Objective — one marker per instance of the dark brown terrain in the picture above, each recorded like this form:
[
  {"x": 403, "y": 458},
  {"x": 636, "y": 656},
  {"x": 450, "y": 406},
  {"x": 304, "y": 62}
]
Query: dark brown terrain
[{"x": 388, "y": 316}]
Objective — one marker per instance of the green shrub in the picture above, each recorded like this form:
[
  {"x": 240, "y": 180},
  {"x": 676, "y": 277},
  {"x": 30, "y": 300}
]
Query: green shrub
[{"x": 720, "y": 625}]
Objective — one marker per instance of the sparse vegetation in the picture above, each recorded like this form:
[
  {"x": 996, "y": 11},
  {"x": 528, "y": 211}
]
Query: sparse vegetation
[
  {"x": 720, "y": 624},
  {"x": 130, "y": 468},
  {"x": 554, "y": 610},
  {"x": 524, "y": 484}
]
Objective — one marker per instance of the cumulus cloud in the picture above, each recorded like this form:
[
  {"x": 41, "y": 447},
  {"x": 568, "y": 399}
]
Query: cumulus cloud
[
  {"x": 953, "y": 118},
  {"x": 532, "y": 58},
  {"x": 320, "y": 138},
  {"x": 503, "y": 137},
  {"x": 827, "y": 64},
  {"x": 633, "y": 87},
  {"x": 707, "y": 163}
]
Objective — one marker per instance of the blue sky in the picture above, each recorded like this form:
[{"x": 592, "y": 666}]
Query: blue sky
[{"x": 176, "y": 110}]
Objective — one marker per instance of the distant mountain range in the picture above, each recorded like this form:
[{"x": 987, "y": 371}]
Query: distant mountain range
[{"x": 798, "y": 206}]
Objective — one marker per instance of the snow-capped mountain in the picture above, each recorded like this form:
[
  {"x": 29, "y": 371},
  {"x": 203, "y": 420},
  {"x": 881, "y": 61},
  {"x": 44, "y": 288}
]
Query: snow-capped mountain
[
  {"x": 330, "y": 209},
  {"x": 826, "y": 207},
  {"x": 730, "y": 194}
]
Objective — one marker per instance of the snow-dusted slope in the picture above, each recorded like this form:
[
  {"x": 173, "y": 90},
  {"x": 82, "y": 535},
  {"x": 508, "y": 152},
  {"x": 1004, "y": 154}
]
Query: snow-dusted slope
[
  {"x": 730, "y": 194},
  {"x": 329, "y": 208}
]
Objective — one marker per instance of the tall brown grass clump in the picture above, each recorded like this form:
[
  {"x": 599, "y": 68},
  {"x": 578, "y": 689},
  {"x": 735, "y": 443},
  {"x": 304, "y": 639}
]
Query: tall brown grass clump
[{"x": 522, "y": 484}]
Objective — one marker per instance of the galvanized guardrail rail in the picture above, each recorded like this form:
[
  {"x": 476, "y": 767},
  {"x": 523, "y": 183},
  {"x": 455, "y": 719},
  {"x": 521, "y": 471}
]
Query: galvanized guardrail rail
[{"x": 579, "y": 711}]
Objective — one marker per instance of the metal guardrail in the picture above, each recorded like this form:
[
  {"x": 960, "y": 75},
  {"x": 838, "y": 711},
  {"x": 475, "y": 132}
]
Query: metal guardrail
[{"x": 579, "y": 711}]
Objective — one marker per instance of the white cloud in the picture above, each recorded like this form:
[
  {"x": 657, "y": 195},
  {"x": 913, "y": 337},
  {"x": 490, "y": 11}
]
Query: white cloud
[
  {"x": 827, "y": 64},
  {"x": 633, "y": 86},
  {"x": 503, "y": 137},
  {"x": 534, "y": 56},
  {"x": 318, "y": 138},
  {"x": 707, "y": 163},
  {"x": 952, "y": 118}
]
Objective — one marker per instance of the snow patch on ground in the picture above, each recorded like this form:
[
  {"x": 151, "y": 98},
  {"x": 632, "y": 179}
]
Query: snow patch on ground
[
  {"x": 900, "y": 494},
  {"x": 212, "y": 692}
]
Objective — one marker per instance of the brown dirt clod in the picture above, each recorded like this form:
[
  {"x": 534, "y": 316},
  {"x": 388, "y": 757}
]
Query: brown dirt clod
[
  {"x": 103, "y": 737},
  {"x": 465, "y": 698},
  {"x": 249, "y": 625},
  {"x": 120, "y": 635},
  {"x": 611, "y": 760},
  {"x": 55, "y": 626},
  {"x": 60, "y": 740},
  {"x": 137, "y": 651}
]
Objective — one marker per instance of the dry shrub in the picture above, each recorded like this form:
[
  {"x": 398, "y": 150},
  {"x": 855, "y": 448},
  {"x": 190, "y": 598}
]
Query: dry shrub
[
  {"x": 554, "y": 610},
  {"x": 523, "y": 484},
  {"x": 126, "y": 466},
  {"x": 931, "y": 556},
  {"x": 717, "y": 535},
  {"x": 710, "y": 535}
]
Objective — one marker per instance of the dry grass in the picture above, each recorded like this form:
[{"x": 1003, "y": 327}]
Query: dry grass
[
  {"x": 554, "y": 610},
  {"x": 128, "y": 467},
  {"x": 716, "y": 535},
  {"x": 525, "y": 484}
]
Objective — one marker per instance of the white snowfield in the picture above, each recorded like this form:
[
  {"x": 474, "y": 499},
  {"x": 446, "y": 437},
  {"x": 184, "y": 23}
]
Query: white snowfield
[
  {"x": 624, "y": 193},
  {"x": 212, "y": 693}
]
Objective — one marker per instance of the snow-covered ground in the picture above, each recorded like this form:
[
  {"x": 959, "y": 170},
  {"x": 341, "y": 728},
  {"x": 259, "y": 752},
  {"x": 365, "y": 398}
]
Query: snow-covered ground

==

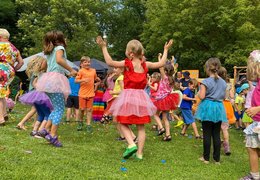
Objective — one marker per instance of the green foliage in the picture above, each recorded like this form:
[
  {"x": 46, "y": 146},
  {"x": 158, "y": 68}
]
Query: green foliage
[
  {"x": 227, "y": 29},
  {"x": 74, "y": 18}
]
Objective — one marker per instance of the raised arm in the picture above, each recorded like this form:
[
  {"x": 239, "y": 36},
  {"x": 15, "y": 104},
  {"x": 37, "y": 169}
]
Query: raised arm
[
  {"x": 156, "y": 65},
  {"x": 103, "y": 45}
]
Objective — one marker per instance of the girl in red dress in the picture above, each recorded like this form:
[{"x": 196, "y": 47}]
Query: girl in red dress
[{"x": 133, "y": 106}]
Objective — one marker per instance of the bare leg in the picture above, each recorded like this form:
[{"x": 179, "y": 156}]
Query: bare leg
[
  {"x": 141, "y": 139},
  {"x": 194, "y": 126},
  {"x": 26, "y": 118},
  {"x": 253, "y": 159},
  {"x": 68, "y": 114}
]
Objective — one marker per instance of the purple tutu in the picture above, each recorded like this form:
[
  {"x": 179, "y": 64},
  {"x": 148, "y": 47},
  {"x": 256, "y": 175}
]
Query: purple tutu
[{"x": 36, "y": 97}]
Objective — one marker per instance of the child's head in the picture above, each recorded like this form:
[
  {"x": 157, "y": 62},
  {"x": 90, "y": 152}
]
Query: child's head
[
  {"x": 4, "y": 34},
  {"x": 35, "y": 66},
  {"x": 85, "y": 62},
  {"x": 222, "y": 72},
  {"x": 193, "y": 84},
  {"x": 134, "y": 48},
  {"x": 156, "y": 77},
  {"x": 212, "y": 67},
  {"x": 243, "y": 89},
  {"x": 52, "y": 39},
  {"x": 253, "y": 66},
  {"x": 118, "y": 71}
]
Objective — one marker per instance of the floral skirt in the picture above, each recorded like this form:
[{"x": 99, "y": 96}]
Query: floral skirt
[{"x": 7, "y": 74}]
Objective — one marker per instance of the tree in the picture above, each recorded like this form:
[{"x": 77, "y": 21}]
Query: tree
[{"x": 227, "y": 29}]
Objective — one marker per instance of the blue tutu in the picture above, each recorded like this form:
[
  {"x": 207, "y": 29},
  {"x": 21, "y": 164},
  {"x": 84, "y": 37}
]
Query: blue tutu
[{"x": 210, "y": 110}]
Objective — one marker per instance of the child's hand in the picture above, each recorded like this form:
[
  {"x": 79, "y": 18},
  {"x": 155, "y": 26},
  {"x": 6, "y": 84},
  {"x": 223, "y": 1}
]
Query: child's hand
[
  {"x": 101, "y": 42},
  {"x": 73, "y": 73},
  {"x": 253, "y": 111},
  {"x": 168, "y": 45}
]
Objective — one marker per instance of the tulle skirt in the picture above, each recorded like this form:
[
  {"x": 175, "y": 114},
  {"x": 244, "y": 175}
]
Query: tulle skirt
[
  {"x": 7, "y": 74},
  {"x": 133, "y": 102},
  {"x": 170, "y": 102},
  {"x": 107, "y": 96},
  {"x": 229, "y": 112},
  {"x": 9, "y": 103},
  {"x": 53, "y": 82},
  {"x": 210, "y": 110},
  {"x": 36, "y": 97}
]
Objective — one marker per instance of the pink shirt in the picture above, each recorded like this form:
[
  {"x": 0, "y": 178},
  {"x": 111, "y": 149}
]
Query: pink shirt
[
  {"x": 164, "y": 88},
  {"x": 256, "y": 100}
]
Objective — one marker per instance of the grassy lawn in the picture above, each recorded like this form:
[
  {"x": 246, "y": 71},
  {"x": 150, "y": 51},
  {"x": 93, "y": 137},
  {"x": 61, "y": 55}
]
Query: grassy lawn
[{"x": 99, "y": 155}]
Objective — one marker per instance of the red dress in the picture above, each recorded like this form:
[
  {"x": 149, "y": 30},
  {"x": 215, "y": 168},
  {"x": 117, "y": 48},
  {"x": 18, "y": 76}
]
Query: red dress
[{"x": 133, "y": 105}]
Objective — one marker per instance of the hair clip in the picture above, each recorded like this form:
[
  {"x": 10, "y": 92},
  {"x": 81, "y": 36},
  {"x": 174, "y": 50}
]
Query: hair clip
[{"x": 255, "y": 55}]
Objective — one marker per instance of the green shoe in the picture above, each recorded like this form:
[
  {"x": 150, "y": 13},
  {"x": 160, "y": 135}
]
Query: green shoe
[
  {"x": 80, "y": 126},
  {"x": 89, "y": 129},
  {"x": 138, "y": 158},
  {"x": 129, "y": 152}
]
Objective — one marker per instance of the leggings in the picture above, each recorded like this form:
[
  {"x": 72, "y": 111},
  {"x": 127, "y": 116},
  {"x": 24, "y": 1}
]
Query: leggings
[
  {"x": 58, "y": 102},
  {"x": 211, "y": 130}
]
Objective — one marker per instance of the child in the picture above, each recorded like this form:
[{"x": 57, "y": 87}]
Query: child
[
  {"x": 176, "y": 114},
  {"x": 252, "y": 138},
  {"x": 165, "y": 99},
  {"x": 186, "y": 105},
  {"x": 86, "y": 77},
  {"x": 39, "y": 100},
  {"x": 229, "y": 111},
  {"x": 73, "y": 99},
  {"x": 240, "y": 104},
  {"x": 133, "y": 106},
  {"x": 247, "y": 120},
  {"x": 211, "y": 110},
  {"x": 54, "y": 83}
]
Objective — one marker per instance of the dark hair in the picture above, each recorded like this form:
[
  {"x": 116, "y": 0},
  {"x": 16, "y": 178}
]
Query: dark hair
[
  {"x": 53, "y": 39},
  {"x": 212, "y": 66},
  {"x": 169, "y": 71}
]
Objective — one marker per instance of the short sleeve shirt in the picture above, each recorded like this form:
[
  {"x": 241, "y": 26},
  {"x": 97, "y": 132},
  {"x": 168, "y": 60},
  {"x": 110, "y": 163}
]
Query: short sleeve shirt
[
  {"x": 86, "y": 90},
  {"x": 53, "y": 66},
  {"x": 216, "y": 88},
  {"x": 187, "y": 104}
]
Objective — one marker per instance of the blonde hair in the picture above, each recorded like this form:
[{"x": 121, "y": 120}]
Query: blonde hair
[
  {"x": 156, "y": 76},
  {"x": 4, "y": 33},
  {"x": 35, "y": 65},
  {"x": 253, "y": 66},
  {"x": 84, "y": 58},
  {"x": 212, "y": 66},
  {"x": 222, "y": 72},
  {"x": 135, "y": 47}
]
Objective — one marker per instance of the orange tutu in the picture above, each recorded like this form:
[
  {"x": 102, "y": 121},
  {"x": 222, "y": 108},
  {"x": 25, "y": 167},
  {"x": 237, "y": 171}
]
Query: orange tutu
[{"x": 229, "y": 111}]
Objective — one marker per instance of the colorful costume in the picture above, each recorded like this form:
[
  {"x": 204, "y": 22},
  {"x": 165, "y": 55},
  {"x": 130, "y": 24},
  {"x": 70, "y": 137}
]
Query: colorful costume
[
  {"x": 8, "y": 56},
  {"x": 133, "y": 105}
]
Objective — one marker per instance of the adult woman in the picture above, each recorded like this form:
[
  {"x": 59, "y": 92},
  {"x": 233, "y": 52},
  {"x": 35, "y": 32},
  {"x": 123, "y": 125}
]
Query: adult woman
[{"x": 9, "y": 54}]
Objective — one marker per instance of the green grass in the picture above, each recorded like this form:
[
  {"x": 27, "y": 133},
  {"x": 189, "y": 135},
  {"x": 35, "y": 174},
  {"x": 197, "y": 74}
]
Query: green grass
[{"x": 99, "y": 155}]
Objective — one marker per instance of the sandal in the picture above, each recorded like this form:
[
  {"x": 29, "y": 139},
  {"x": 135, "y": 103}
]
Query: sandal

**YOUR OBJECTIVE**
What you return must be the lines above that run from the line with "Objective — one marker per instance of the dry shrub" to the line with "Query: snow-covered ground", inclusive, each copied exactly.

**RESPONSE TO THE EXERCISE**
Objective — one marker per instance of the dry shrub in the picture above, each recorded like this form:
[
  {"x": 398, "y": 150},
  {"x": 855, "y": 448},
  {"x": 190, "y": 598}
]
Query: dry shrub
[
  {"x": 554, "y": 610},
  {"x": 523, "y": 484},
  {"x": 126, "y": 466},
  {"x": 931, "y": 556},
  {"x": 717, "y": 535},
  {"x": 710, "y": 535}
]
Objective — one marker per instance of the dry grass in the picture above, each recorded like this form:
[{"x": 1003, "y": 327}]
Query: dry grass
[
  {"x": 554, "y": 610},
  {"x": 128, "y": 467},
  {"x": 716, "y": 535},
  {"x": 525, "y": 484}
]
Objective — one marker per instance of the white snowfield in the picture above, each recorded like this form:
[
  {"x": 474, "y": 499},
  {"x": 446, "y": 437},
  {"x": 184, "y": 23}
]
Query: white snowfield
[
  {"x": 624, "y": 193},
  {"x": 212, "y": 693}
]
Objective — one marker per instance of the snow-covered ground in the picture above, each recorded like this form:
[
  {"x": 959, "y": 170},
  {"x": 341, "y": 728},
  {"x": 259, "y": 752},
  {"x": 365, "y": 398}
]
Query: snow-covered ground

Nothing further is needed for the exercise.